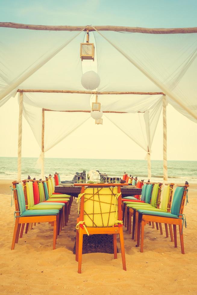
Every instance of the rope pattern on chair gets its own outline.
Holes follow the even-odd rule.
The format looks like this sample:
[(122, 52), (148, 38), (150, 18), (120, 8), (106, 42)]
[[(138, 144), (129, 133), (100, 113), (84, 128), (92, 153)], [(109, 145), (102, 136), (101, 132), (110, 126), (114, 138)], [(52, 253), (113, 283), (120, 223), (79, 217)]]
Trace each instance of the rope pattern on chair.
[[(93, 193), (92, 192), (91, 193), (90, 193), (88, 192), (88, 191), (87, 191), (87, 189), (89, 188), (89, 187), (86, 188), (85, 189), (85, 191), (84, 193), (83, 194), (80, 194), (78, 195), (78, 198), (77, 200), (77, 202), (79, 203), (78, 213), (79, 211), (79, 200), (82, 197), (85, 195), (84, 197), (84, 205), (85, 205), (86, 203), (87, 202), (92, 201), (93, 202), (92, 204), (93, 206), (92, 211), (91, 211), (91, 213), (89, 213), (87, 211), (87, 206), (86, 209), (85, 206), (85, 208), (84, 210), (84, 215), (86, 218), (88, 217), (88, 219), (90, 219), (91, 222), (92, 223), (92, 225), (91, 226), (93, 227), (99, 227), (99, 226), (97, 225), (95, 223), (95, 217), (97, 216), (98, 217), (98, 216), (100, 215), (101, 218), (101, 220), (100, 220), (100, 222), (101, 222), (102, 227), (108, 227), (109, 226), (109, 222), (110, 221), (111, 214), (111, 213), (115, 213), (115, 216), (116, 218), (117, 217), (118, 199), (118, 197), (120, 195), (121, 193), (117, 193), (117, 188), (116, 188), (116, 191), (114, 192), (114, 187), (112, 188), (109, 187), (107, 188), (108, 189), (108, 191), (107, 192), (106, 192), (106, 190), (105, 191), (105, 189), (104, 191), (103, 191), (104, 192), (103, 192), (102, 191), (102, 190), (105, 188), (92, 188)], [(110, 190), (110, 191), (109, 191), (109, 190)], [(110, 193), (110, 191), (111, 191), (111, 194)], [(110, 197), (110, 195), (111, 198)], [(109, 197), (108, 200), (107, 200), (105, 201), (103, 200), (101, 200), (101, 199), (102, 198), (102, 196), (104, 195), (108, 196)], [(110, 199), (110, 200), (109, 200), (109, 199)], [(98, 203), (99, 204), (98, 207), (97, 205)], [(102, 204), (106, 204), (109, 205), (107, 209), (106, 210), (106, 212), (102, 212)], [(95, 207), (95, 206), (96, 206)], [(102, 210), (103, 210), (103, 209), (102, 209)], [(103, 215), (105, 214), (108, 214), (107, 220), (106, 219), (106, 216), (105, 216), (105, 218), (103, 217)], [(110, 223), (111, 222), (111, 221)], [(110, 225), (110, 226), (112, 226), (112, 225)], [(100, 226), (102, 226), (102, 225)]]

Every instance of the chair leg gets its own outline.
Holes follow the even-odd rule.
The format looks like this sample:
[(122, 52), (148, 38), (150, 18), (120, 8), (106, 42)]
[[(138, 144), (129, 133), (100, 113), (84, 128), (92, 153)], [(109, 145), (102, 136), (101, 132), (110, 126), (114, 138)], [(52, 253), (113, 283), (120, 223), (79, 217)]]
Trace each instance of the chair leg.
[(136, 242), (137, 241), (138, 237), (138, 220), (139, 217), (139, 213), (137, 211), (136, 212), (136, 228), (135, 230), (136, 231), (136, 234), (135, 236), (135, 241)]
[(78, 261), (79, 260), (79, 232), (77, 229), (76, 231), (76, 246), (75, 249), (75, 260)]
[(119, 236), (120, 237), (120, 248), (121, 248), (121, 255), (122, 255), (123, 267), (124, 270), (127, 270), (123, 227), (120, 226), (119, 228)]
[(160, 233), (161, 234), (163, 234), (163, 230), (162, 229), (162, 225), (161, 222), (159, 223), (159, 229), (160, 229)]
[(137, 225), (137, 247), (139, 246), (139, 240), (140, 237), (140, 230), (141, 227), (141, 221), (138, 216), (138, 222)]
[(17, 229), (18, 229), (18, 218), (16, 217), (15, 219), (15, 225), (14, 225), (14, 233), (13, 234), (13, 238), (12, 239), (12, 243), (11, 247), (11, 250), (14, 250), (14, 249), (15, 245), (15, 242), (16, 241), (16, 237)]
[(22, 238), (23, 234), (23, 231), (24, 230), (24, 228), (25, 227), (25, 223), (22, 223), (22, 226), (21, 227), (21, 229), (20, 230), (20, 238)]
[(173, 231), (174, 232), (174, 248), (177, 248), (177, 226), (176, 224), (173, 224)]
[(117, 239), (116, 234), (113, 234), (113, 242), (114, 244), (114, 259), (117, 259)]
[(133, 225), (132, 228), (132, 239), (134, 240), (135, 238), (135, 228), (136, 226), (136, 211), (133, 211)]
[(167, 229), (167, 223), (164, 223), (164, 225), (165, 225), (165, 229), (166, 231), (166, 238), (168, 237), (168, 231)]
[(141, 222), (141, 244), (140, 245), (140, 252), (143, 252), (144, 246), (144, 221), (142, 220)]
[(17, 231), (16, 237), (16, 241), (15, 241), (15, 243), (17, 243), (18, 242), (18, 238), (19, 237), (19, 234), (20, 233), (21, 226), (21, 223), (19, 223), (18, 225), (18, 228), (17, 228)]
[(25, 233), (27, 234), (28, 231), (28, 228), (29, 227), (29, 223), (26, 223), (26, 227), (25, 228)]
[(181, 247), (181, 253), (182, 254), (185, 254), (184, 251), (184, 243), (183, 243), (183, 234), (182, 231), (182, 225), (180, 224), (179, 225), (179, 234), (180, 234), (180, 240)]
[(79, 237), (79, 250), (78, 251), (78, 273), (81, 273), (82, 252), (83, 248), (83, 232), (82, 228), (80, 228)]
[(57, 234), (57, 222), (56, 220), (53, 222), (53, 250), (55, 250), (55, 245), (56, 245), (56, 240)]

***

__Given task__:
Reproduce every entry above verbatim, omitting the pictures.

__Worked answer__:
Every instance of the rope pattern on chair gets its own outline.
Holes follow the even-odd rule.
The format looks like this sample:
[(122, 52), (148, 38), (150, 18), (120, 8), (106, 42)]
[[(138, 144), (129, 133), (100, 113), (84, 128), (92, 153)], [(109, 145), (102, 136), (101, 132), (110, 126), (114, 138)], [(52, 253), (113, 283), (120, 223), (79, 217)]]
Trace each instance of the rope pattern on chair.
[[(93, 193), (92, 192), (91, 193), (90, 193), (88, 192), (88, 191), (87, 191), (87, 189), (89, 188), (89, 187), (86, 188), (85, 189), (85, 191), (84, 193), (83, 194), (80, 194), (78, 195), (78, 198), (77, 200), (77, 202), (79, 203), (78, 213), (79, 211), (79, 200), (82, 197), (85, 195), (84, 197), (84, 205), (85, 205), (86, 203), (87, 202), (92, 201), (93, 202), (92, 204), (93, 206), (92, 211), (91, 211), (91, 213), (89, 213), (87, 211), (87, 206), (86, 209), (85, 206), (85, 208), (84, 210), (84, 215), (86, 218), (88, 217), (88, 219), (90, 219), (91, 222), (92, 223), (92, 225), (91, 226), (93, 227), (99, 227), (99, 226), (97, 225), (95, 223), (95, 217), (97, 216), (98, 217), (98, 216), (100, 215), (101, 218), (101, 220), (100, 220), (100, 222), (101, 222), (102, 227), (108, 227), (109, 226), (109, 222), (110, 221), (111, 214), (111, 213), (115, 213), (115, 216), (116, 218), (117, 217), (118, 199), (118, 197), (120, 195), (121, 193), (117, 193), (117, 188), (116, 188), (116, 191), (114, 192), (114, 187), (112, 188), (109, 187), (107, 188), (108, 189), (108, 191), (107, 192), (106, 192), (106, 190), (105, 191), (105, 189), (104, 191), (103, 191), (104, 192), (103, 192), (102, 191), (102, 190), (105, 188), (92, 188)], [(110, 190), (110, 191), (109, 191), (109, 190)], [(110, 193), (110, 191), (111, 191), (111, 194)], [(110, 197), (110, 195), (111, 198)], [(109, 197), (108, 200), (107, 200), (105, 201), (103, 200), (101, 200), (101, 199), (102, 198), (102, 196), (104, 195), (108, 196)], [(110, 199), (110, 200), (109, 200), (109, 199)], [(98, 203), (99, 204), (98, 207), (97, 205)], [(102, 204), (106, 204), (109, 205), (107, 209), (106, 210), (106, 212), (102, 212)], [(95, 207), (95, 206), (96, 206)], [(102, 210), (103, 210), (103, 209), (102, 209)], [(103, 215), (105, 214), (108, 214), (107, 220), (106, 219), (106, 216), (105, 216), (105, 218), (103, 217)], [(110, 223), (111, 222), (111, 221)], [(110, 225), (110, 226), (112, 226), (112, 225)], [(100, 226), (102, 226), (102, 225)]]

Every instance of the chair leg gets its own outline.
Holes follow the even-odd rule.
The format looks like this sample:
[(122, 52), (148, 38), (150, 18), (120, 8), (106, 42)]
[[(138, 144), (129, 133), (100, 113), (84, 128), (92, 153)], [(109, 145), (102, 136), (101, 132), (110, 126), (114, 138)], [(52, 253), (113, 283), (120, 223), (79, 217)]]
Trace each instance of the chair leg.
[(136, 242), (137, 241), (138, 237), (138, 220), (139, 217), (139, 213), (137, 211), (136, 212), (136, 228), (135, 230), (136, 231), (136, 234), (135, 236), (135, 241)]
[(78, 261), (79, 260), (79, 232), (77, 229), (76, 231), (76, 246), (75, 249), (75, 260)]
[(119, 236), (120, 237), (120, 248), (121, 248), (121, 255), (122, 255), (123, 267), (124, 270), (127, 270), (123, 227), (120, 226), (119, 228)]
[(160, 233), (161, 234), (163, 234), (163, 230), (162, 229), (162, 225), (161, 222), (159, 223), (159, 229), (160, 229)]
[(137, 225), (137, 247), (139, 246), (139, 240), (140, 237), (140, 230), (141, 227), (141, 221), (138, 216), (138, 222)]
[(17, 229), (18, 229), (18, 218), (16, 217), (15, 219), (15, 225), (14, 225), (14, 233), (13, 234), (13, 238), (12, 239), (12, 243), (11, 247), (11, 250), (14, 250), (14, 249), (15, 245), (15, 242), (16, 241), (16, 237)]
[(22, 238), (23, 234), (23, 231), (24, 230), (24, 228), (25, 227), (25, 223), (22, 223), (22, 226), (21, 227), (21, 229), (20, 230), (20, 238)]
[(173, 231), (174, 232), (174, 248), (177, 248), (177, 226), (176, 224), (173, 224)]
[(117, 239), (116, 234), (113, 234), (113, 242), (114, 244), (114, 259), (117, 259)]
[(133, 225), (132, 228), (132, 239), (134, 240), (135, 238), (135, 228), (136, 226), (136, 211), (133, 211)]
[(167, 229), (167, 223), (164, 223), (164, 225), (165, 225), (165, 229), (166, 231), (166, 238), (168, 237), (168, 231)]
[(141, 222), (141, 244), (140, 245), (140, 252), (143, 252), (144, 246), (144, 221), (142, 220)]
[(17, 231), (16, 237), (16, 241), (15, 241), (15, 243), (17, 243), (18, 242), (18, 238), (19, 237), (19, 234), (20, 233), (21, 226), (21, 223), (19, 223), (18, 225), (18, 228), (17, 228)]
[(25, 233), (27, 234), (28, 231), (28, 228), (29, 227), (29, 223), (26, 223), (26, 227), (25, 228)]
[(181, 247), (181, 253), (182, 254), (185, 254), (184, 251), (184, 243), (183, 243), (183, 234), (182, 231), (182, 225), (180, 224), (179, 225), (179, 234), (180, 234), (180, 240)]
[(79, 237), (79, 250), (78, 251), (78, 273), (81, 273), (82, 252), (83, 248), (83, 232), (82, 228), (80, 228)]
[(57, 234), (57, 222), (56, 220), (53, 222), (53, 250), (55, 250), (55, 245), (56, 245), (56, 240)]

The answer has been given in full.